** start of Exercise inputs **

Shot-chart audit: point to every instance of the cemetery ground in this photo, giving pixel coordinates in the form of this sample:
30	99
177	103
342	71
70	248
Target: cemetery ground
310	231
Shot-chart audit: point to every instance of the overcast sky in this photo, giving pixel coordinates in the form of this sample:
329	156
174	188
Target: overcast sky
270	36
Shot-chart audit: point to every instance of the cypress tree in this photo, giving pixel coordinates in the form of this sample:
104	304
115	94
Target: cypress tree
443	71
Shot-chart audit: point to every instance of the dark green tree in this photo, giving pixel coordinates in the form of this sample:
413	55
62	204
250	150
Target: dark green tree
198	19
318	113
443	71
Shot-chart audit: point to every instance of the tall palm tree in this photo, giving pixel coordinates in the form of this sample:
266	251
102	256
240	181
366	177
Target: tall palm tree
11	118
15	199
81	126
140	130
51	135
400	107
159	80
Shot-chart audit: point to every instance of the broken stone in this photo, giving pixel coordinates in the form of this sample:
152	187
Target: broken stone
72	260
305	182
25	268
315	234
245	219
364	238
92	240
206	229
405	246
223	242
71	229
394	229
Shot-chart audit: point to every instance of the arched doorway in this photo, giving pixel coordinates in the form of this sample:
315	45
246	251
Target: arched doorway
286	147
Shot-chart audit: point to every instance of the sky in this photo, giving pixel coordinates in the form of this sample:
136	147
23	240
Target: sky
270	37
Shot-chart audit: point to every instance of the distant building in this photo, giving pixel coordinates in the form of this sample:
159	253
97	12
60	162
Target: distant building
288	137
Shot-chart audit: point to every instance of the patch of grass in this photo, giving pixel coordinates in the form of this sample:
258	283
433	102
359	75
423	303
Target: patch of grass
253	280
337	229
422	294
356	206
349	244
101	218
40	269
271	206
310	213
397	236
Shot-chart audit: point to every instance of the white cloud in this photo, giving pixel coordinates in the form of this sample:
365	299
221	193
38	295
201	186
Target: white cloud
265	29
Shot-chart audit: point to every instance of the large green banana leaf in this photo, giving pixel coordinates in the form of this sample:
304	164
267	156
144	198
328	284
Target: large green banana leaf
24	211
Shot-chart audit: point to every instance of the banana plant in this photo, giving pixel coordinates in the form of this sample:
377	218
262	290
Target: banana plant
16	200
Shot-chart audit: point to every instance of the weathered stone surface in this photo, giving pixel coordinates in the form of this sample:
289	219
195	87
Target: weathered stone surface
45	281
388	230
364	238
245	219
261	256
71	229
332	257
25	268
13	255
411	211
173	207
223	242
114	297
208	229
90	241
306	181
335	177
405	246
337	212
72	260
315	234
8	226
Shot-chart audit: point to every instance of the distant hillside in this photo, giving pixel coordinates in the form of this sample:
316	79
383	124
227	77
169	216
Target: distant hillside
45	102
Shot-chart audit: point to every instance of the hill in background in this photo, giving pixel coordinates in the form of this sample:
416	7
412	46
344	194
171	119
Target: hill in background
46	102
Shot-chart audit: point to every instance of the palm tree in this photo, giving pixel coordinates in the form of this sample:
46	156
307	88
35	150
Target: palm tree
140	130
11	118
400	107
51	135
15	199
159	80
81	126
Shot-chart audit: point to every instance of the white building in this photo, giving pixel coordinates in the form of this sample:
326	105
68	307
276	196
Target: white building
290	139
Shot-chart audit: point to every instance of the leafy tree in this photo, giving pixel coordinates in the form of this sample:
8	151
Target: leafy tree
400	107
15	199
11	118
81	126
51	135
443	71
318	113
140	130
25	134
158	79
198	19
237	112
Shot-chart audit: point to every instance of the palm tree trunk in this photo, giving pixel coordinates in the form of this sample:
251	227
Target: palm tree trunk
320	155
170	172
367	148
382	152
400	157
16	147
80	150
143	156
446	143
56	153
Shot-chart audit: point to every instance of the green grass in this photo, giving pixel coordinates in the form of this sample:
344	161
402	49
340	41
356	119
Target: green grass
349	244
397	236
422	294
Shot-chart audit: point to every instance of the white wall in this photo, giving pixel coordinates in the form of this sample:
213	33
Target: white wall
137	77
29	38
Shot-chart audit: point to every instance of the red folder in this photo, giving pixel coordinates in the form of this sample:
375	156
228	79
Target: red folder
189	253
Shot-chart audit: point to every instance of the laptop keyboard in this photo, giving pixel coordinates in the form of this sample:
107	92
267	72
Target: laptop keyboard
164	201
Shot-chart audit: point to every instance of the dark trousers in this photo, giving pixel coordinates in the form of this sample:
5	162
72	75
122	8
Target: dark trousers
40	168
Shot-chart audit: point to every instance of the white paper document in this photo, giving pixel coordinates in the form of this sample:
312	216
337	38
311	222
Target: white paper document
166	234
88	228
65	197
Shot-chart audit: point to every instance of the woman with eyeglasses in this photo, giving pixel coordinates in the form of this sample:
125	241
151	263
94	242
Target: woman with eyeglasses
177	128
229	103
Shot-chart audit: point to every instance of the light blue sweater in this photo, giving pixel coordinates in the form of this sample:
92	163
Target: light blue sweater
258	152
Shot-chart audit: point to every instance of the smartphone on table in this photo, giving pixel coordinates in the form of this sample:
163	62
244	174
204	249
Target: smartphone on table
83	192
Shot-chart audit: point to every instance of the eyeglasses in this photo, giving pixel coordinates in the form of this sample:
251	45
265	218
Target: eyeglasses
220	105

** end of Exercise inputs **

§ **Work to be completed**:
Recast the data from the line containing "Shot-chart audit: point to every instance of the eyeglasses" through the end of the data as a JSON list of strings, one string per line and no blank lines.

§ **Response to the task**:
[
  "Shot-chart audit: point to every instance of the eyeglasses in this photo, giving pixel coordinates in the form of this sample:",
  "251\t45",
  "265\t218",
  "Target: eyeglasses",
  "220\t105"
]